- WORK TO DO -
Reproduce the market risk passage word for word, beginning at "ITEM 3. QUANTITATIVE AND" and stopping after "currency exchange risks.".

- PROVIDED TEXT -
○ ○ ○ ○ ○

See “Item 1. Notes to Consolidated Financial Statements (Unaudited) –Note 2 –Recently Adopted Accounting Standards” for information regarding recently adopted accounting pronouncements.

 

ITEM 3. QUANTITATIVE AND QUALITATIVE DISCLOSURES ABOUT MARKET RISK

The primary objective of the following information is to provide forward-looking quantitative and qualitative information about our potential exposure to market risks. The term “market risk” refers to the risk of loss arising from adverse changes in interest rates and oil and natural gas prices. The disclosures are not meant to be precise indicators of expected future losses, but rather indicators of reasonable possible losses. This forward-looking information provides indicators of how we view and manage our ongoing market risk exposures. All our market risk sensitive instruments were entered into for purposes other than trading.

General

All our assets and liabilities are denominated in U.S. dollars, and as a result, we do not have exposure to currency exchange risks.

○ ○ ○ ○ ○

- Excerpts from a point labeling dataset -

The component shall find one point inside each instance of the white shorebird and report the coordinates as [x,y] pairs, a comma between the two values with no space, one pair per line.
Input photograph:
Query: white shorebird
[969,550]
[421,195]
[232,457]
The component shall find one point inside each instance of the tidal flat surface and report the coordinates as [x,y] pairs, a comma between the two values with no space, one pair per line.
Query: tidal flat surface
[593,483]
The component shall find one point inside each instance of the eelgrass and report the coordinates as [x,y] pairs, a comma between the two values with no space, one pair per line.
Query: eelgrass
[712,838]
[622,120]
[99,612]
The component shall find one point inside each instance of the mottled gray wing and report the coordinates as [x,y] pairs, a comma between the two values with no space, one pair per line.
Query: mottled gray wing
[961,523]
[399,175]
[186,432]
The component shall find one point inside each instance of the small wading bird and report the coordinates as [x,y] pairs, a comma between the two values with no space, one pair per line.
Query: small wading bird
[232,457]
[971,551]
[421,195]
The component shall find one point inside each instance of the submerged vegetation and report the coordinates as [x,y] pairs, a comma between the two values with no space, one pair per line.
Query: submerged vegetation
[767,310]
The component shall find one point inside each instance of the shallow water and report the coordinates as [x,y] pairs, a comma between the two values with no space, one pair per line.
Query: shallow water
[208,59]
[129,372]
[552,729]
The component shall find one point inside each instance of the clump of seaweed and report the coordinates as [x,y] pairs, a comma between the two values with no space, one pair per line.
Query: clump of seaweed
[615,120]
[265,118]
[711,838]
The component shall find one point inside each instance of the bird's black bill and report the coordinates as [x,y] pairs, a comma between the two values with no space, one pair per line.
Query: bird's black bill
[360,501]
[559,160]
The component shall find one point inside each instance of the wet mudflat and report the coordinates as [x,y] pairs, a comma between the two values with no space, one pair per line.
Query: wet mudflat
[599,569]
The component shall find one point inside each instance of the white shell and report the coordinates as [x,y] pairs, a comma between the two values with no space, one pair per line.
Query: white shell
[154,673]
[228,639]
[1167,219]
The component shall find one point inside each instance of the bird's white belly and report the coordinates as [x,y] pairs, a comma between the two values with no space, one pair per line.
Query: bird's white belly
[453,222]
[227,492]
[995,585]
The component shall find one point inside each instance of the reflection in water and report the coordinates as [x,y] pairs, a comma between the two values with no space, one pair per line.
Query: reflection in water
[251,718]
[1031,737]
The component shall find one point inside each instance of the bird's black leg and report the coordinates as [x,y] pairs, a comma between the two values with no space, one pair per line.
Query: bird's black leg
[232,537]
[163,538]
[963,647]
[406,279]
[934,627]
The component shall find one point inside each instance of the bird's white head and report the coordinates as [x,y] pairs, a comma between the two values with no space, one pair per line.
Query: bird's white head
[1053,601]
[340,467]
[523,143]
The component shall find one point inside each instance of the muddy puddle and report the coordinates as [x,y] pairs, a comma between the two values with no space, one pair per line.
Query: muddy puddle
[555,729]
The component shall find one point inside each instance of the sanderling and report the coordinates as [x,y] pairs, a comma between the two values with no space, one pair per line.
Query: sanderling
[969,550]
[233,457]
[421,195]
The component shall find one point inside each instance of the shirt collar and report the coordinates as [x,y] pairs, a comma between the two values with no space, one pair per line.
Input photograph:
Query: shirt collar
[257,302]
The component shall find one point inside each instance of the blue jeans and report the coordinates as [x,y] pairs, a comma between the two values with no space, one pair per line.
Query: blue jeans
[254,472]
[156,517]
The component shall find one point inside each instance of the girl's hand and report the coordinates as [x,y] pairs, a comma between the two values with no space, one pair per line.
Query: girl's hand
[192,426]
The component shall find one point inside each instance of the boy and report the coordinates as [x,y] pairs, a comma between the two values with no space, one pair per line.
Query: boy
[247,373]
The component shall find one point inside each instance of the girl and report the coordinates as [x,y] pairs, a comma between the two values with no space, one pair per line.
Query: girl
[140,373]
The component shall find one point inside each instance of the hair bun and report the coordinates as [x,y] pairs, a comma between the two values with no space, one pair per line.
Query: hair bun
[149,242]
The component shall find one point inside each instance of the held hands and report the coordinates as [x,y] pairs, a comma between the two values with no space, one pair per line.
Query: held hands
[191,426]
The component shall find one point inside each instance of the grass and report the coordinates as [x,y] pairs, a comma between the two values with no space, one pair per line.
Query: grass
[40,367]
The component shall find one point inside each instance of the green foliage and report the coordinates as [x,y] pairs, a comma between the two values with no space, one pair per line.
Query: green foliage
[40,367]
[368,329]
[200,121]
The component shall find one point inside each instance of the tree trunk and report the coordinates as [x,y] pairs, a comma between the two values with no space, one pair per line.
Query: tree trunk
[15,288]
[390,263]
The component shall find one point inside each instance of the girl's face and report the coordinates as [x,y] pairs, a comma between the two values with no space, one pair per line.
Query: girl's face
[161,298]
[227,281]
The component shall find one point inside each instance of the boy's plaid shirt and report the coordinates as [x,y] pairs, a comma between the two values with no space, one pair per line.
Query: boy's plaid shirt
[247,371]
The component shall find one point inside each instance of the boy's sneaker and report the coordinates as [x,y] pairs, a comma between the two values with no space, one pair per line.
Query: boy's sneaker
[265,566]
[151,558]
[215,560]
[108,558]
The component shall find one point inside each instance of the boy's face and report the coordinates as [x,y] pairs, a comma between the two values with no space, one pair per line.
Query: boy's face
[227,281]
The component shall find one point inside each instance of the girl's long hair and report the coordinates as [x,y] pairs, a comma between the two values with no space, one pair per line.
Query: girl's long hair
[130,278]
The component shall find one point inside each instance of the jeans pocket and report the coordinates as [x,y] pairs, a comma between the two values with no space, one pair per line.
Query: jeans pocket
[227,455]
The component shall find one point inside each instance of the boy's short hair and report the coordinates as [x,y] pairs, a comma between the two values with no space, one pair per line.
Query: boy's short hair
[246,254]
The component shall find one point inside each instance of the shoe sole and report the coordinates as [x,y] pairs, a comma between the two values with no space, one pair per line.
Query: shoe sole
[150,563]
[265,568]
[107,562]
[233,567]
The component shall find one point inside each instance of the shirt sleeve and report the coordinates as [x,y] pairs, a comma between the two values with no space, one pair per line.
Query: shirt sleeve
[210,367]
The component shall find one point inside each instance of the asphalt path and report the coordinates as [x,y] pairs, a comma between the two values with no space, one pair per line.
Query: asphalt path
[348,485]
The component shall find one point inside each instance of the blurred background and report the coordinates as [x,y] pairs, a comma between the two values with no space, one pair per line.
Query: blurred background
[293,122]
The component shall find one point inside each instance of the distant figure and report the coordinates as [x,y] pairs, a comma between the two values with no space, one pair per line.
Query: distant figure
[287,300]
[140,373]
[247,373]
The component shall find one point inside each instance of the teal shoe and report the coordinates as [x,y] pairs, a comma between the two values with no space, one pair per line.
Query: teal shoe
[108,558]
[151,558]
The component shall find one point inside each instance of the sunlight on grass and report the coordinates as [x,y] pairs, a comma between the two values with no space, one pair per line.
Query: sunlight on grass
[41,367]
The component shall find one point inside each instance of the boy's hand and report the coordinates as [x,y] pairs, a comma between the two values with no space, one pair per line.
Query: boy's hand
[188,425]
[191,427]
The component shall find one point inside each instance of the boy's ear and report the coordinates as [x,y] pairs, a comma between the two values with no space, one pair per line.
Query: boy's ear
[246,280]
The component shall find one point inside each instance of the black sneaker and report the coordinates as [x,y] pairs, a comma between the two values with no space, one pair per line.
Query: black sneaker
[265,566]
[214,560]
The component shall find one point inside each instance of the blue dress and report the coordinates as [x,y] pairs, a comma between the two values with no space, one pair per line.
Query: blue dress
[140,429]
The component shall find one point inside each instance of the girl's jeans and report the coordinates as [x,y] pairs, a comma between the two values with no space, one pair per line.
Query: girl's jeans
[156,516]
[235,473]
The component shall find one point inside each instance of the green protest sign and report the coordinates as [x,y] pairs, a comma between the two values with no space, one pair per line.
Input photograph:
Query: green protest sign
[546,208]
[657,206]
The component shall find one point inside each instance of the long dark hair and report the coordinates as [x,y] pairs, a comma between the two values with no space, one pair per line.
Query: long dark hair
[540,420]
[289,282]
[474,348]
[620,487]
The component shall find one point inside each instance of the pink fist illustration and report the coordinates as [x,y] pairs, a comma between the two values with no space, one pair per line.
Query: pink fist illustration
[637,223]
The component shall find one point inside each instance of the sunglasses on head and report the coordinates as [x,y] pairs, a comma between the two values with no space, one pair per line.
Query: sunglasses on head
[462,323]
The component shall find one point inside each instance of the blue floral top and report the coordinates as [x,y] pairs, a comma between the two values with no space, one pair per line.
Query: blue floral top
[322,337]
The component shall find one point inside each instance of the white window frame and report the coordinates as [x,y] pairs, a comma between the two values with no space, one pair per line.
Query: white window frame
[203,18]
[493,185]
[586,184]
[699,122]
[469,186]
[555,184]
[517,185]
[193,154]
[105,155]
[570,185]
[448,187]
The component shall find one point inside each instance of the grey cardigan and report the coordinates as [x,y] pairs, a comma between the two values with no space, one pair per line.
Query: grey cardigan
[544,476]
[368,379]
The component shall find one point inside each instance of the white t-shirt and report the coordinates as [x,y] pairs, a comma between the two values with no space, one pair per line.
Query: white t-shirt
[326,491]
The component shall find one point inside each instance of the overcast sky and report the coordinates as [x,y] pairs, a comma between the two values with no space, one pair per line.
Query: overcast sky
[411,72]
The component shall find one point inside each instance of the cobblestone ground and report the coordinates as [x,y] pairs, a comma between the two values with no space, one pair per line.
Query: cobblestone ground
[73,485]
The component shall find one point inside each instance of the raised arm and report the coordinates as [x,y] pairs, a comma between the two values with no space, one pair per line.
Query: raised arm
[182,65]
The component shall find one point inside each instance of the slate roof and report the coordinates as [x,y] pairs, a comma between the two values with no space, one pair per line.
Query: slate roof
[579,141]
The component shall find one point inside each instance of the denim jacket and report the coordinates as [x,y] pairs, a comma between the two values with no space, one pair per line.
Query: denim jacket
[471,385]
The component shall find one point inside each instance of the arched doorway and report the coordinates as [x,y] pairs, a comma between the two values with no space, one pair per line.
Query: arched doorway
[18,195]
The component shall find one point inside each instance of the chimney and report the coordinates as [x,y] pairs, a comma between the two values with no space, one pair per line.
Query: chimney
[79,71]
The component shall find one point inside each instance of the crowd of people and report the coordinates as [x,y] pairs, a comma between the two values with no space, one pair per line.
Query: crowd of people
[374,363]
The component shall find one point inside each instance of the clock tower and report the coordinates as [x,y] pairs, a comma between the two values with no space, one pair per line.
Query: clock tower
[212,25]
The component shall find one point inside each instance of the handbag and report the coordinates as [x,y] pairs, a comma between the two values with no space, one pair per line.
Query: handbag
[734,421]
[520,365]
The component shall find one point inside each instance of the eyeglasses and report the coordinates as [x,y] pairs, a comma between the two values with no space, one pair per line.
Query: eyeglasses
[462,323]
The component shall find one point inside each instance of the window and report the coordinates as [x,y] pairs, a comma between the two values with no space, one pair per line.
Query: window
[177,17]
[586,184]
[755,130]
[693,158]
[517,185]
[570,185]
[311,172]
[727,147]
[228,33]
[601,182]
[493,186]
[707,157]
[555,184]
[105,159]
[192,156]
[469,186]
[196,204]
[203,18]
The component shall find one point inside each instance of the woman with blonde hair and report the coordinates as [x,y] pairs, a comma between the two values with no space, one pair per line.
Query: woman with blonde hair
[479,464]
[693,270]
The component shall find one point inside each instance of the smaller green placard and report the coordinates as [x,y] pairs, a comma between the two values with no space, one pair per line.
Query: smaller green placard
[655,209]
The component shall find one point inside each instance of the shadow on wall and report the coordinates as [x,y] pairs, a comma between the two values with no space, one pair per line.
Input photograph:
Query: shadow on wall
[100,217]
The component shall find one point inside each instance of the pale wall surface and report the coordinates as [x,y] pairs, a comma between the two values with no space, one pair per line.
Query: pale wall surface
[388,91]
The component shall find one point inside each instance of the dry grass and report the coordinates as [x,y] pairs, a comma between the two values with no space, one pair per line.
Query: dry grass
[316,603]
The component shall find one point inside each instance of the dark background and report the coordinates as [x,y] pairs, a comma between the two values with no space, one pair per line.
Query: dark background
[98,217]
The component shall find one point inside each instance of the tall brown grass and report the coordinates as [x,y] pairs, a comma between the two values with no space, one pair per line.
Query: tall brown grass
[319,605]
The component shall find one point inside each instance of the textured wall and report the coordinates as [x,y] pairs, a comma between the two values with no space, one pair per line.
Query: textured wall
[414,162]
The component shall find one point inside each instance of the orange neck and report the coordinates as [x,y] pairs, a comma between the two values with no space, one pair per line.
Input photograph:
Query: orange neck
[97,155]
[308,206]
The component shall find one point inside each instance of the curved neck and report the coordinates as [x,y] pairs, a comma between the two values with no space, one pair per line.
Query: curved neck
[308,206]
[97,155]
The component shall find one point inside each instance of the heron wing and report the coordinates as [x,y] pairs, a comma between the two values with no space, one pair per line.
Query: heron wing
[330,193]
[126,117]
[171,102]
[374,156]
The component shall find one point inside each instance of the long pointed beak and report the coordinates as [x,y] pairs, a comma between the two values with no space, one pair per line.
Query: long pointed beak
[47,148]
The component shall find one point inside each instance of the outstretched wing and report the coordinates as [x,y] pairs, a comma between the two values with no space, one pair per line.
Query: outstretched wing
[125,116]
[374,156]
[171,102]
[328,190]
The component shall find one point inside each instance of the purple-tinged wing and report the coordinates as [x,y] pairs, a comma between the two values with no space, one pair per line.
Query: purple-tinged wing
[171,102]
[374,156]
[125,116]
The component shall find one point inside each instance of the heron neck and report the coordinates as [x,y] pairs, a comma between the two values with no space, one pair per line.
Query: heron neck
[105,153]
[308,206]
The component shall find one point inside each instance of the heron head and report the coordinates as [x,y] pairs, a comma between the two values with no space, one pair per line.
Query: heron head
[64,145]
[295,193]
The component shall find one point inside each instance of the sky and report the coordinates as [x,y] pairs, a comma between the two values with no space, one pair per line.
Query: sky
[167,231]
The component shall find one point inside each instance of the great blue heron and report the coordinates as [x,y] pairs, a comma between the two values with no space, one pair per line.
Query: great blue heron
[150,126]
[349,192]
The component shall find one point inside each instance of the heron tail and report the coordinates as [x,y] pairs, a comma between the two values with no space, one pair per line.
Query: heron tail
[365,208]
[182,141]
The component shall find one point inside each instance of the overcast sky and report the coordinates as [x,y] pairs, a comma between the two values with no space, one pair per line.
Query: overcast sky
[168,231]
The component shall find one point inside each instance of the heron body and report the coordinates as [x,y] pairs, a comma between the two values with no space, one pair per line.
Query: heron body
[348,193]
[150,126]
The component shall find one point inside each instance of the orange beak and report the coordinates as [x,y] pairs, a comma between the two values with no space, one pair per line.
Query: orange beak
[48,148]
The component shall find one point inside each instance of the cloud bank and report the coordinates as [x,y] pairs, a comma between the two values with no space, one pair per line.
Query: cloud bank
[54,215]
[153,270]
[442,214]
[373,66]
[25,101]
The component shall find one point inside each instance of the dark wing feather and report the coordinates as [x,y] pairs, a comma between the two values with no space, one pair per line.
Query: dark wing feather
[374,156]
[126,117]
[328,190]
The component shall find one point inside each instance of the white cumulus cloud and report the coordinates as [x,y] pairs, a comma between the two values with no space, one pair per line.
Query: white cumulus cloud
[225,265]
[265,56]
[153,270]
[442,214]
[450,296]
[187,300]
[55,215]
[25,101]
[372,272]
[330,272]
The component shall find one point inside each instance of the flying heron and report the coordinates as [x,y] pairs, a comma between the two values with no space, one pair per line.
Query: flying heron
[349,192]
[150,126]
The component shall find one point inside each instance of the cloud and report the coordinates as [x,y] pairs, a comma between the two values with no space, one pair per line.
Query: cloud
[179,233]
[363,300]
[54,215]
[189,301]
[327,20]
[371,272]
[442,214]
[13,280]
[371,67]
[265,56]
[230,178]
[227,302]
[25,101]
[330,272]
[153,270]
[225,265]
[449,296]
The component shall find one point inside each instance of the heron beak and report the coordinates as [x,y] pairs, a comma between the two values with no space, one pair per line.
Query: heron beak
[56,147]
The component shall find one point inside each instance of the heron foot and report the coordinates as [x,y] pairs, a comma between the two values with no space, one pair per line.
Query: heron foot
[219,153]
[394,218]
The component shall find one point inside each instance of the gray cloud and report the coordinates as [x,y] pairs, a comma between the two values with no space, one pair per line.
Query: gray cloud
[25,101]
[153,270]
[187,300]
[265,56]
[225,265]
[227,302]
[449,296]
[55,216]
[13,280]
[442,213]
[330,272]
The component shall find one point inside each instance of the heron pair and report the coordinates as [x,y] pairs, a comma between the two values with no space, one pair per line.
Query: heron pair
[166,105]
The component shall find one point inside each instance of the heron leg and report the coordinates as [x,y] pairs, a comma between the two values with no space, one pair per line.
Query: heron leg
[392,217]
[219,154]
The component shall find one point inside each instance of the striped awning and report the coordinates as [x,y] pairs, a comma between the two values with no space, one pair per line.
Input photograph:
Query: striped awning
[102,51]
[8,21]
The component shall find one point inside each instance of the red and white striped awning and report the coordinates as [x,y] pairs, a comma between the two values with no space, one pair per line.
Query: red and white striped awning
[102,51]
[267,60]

○ ○ ○ ○ ○

- WRITTEN ANSWER -
ITEM 3. QUANTITATIVE AND QUALITATIVE DISCLOSURES ABOUT MARKET RISK

The primary objective of the following information is to provide forward-looking quantitative and qualitative information about our potential exposure to market risks. The term “market risk” refers to the risk of loss arising from adverse changes in interest rates and oil and natural gas prices. The disclosures are not meant to be precise indicators of expected future losses, but rather indicators of reasonable possible losses. This forward-looking information provides indicators of how we view and manage our ongoing market risk exposures. All our market risk sensitive instruments were entered into for purposes other than trading.

General

All our assets and liabilities are denominated in U.S. dollars, and as a result, we do not have exposure to currency exchange risks.